** TASK DESCRIPTION **
Rewrite the lines of each item below, replacing "wristband" with "sweatband" and keeping everything else unchanged. Omit the pictures from your output.
——
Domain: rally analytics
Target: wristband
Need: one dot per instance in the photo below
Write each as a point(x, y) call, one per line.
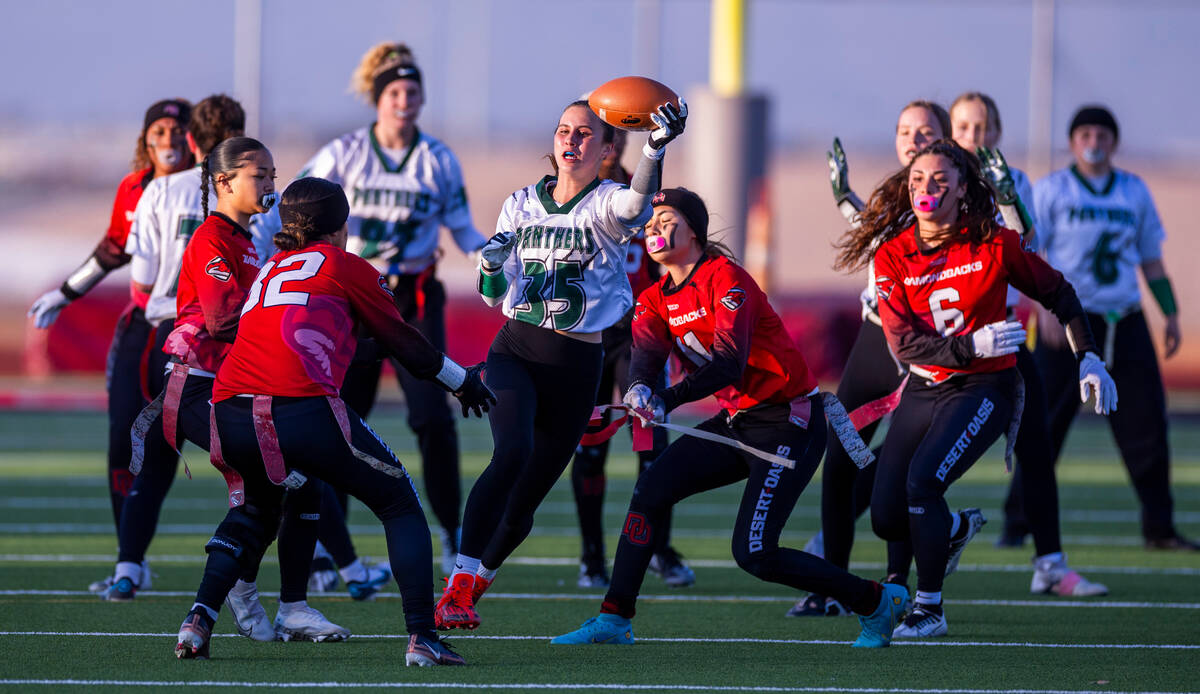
point(453, 376)
point(1161, 287)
——
** OUTPUT BELOW **
Domain: rally analytics
Target: sweatband
Need: one dot per instance in the photo below
Write each as a point(x, y) call, one per line.
point(453, 376)
point(1161, 287)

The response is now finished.